**** Data to examine
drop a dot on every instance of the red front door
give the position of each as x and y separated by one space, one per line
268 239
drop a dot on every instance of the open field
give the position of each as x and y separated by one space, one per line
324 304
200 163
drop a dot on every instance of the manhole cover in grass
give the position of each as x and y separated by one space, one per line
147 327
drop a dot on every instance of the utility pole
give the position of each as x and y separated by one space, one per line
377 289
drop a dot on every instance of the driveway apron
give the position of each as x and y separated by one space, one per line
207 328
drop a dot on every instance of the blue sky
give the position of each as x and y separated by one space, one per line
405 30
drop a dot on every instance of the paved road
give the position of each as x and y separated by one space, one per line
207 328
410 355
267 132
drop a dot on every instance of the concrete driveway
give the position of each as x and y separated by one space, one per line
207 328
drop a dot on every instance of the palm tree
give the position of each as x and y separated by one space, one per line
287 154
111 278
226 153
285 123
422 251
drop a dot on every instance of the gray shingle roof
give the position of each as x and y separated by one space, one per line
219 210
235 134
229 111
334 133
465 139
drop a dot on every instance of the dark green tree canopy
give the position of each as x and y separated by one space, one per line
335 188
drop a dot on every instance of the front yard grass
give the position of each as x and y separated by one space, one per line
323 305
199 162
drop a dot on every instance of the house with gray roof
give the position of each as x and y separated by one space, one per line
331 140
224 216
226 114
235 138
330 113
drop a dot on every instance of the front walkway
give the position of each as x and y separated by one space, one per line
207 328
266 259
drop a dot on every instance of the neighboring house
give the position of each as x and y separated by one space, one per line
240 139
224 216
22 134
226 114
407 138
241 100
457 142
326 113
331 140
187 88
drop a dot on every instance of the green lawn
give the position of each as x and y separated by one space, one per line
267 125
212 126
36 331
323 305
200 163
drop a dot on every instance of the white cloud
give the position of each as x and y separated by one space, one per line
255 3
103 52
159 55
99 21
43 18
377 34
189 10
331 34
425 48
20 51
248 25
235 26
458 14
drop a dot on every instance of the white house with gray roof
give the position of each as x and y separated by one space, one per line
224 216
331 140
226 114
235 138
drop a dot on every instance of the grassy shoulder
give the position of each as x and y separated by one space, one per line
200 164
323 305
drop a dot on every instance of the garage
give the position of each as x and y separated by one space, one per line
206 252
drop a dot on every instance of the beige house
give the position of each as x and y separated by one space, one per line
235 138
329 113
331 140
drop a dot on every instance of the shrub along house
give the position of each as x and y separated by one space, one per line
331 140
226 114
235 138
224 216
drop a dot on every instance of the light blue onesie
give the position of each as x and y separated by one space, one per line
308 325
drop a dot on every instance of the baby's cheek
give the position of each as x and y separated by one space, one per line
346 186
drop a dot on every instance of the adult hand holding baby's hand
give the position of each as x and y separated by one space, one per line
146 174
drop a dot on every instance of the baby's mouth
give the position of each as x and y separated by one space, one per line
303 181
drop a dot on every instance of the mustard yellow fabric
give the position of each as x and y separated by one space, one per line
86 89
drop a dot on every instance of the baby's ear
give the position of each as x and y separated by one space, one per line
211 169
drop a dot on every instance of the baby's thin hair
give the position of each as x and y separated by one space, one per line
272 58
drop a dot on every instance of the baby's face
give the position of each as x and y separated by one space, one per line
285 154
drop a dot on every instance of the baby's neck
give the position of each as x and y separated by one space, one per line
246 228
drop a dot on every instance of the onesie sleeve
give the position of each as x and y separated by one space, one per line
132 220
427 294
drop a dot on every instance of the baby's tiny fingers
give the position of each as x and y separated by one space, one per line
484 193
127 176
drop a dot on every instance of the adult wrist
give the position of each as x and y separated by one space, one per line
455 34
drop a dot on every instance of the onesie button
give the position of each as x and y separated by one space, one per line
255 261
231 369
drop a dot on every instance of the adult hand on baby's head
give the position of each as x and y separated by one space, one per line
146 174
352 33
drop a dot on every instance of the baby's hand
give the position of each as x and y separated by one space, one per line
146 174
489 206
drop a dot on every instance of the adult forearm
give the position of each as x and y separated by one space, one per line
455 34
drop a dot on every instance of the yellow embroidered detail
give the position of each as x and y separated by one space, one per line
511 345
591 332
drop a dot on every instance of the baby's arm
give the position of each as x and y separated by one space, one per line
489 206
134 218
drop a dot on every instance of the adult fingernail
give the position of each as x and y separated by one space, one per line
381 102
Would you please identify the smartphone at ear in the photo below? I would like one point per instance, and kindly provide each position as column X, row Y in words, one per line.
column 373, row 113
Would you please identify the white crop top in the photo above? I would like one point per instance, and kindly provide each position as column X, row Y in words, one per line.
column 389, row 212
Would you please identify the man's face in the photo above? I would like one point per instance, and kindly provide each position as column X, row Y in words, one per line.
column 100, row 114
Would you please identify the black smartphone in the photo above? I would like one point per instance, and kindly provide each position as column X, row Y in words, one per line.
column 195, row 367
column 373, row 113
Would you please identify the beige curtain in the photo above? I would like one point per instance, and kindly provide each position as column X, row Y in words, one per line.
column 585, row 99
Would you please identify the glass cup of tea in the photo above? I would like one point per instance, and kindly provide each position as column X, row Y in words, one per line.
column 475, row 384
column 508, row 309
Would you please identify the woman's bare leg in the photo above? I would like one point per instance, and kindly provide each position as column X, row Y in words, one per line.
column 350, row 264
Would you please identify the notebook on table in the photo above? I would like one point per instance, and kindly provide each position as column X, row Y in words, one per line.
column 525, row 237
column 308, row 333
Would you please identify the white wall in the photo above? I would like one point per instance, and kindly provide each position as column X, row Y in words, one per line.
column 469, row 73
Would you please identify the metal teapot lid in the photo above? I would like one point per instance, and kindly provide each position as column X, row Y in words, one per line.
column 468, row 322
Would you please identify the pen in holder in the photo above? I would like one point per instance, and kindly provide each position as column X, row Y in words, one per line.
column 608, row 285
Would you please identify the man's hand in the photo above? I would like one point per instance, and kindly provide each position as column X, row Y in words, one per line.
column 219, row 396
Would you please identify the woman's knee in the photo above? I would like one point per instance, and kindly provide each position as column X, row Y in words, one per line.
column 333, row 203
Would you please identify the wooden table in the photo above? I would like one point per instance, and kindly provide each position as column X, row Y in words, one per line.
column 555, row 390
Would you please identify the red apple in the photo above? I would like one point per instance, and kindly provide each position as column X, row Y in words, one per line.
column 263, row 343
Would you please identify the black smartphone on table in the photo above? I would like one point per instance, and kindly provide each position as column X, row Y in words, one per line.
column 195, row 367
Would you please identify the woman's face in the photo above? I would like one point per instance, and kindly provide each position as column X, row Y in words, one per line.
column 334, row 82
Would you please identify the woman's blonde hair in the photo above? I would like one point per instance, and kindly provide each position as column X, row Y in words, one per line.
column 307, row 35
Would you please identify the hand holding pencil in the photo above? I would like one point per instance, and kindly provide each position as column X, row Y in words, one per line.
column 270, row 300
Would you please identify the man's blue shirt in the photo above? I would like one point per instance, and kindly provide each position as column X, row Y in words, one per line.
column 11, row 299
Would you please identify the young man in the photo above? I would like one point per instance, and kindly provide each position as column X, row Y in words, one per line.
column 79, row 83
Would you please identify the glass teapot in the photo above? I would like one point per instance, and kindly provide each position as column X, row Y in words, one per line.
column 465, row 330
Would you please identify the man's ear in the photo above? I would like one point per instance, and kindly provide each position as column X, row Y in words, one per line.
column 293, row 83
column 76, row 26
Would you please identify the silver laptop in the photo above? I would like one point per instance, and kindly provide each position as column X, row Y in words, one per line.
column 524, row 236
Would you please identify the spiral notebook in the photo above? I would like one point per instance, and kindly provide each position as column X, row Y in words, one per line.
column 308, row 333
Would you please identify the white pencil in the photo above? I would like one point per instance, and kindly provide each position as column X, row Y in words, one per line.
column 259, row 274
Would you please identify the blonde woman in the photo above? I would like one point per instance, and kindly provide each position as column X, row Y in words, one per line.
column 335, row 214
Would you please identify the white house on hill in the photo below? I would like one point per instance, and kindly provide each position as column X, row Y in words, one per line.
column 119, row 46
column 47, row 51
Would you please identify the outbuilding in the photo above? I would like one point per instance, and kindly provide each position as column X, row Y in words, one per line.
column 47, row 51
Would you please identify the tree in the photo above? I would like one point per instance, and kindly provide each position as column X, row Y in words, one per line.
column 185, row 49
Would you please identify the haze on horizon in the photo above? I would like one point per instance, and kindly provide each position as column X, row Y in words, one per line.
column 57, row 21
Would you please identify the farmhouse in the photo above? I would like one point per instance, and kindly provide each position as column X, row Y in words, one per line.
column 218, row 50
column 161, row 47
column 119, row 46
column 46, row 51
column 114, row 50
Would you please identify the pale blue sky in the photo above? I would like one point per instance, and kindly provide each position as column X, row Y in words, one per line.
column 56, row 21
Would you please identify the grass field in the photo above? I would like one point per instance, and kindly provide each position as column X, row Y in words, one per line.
********
**Your instructions**
Report each line of the data that includes the string "adult".

**Your solution**
drop a dot on every instance of the adult hand holding baby's hand
drop a dot on every instance of the adult wrist
drop a dot on every instance of the adult hand on baby's head
drop a dot on every instance of the adult forearm
drop a dot on every instance of the adult fingernail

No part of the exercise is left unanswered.